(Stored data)
------------------------------------------------------------
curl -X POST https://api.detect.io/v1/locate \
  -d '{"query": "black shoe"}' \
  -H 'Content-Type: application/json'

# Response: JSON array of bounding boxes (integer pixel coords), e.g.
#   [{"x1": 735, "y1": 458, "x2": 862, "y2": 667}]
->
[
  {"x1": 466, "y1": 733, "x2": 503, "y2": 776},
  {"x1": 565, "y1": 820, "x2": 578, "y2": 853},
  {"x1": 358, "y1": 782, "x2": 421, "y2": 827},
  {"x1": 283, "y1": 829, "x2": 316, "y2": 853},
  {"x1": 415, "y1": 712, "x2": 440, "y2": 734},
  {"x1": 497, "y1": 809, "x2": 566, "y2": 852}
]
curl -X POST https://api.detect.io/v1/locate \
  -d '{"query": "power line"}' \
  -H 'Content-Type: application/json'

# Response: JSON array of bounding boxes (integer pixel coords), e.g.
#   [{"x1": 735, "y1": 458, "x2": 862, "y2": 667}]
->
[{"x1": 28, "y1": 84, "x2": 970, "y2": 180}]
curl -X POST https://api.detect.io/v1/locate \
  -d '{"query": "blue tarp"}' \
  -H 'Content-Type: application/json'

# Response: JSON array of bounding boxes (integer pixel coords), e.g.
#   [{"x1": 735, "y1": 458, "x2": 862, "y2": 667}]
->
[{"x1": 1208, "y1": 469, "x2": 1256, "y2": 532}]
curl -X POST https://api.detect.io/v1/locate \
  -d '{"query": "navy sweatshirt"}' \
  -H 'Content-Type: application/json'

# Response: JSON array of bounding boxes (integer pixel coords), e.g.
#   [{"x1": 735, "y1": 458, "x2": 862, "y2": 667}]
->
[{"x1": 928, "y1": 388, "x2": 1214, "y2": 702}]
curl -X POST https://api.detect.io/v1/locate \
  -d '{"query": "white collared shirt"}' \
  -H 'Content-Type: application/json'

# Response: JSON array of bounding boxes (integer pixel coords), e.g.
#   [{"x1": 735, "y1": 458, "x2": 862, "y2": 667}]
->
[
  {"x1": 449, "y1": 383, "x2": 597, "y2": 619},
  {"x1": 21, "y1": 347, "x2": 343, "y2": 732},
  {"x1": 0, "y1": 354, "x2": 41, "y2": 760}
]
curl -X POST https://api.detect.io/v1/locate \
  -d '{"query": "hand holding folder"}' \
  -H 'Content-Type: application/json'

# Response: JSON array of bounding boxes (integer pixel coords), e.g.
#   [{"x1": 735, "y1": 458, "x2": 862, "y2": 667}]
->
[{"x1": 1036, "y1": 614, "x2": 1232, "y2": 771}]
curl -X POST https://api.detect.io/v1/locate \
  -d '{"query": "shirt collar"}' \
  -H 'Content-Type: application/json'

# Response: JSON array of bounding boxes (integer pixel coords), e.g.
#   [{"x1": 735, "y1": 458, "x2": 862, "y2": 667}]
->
------------------------------------------------------------
■ TASK INSTRUCTIONS ■
Only an exact copy of the entries above will do.

■ SOLUTION TO THE EXERCISE ■
curl -X POST https://api.detect.io/v1/locate \
  -d '{"query": "black shoe"}' \
  -H 'Content-Type: application/json'

# Response: JSON array of bounding boxes (integer pixel coords), e.g.
#   [{"x1": 735, "y1": 458, "x2": 862, "y2": 667}]
->
[
  {"x1": 466, "y1": 733, "x2": 503, "y2": 776},
  {"x1": 565, "y1": 820, "x2": 578, "y2": 853},
  {"x1": 358, "y1": 782, "x2": 421, "y2": 827},
  {"x1": 283, "y1": 829, "x2": 316, "y2": 853},
  {"x1": 415, "y1": 712, "x2": 440, "y2": 734},
  {"x1": 497, "y1": 809, "x2": 566, "y2": 852}
]
curl -X POST https://api.detect.io/v1/locate \
  -d '{"query": "power line"}' \
  -H 'Content-Type: application/json'

# Response: JSON array of bounding boxes (integer pixel coords), e.g.
#   [{"x1": 735, "y1": 458, "x2": 862, "y2": 667}]
->
[{"x1": 28, "y1": 84, "x2": 970, "y2": 180}]
curl -X POST https://api.detect.io/v1/locate \
  -d '{"query": "blue tarp"}' \
  -H 'Content-Type: application/json'

# Response: JSON array of bounding boxes (integer pixel coords), e.g.
#   [{"x1": 735, "y1": 458, "x2": 862, "y2": 667}]
->
[{"x1": 1208, "y1": 469, "x2": 1256, "y2": 532}]
curl -X POST https://api.detect.io/v1/locate \
  -d '{"query": "navy sweatshirt"}' \
  -H 'Content-Type: application/json'

# Response: JSON array of bounding boxes (integer pixel coords), e.g.
#   [{"x1": 735, "y1": 458, "x2": 862, "y2": 667}]
->
[{"x1": 928, "y1": 388, "x2": 1214, "y2": 702}]
curl -X POST https://api.detect.io/v1/locate \
  -d '{"query": "white collared shirt"}' \
  -H 'Content-Type: application/json'

# Response: JSON array of bounding boxes (integer pixel coords), e.g.
#   [{"x1": 735, "y1": 458, "x2": 862, "y2": 667}]
->
[
  {"x1": 449, "y1": 383, "x2": 597, "y2": 619},
  {"x1": 21, "y1": 347, "x2": 343, "y2": 732},
  {"x1": 0, "y1": 354, "x2": 41, "y2": 760}
]
curl -X POST https://api.detect.io/v1/locate \
  -d '{"query": "hand holding folder"}' \
  -H 'Content-Type: application/json'

# Response: JSON array of bounding boxes (integer pixel coords), e.g.
#   [{"x1": 735, "y1": 458, "x2": 862, "y2": 667}]
->
[{"x1": 1036, "y1": 614, "x2": 1232, "y2": 771}]
curl -X POST https://api.detect.io/v1/locate \
  -d '{"query": "shirt collar"}' \
  -H 'Content-Type: application/json'

# Response: JSON array of bounding boxes (integer pixel coords), e.g.
#   [{"x1": 735, "y1": 458, "x2": 862, "y2": 667}]
->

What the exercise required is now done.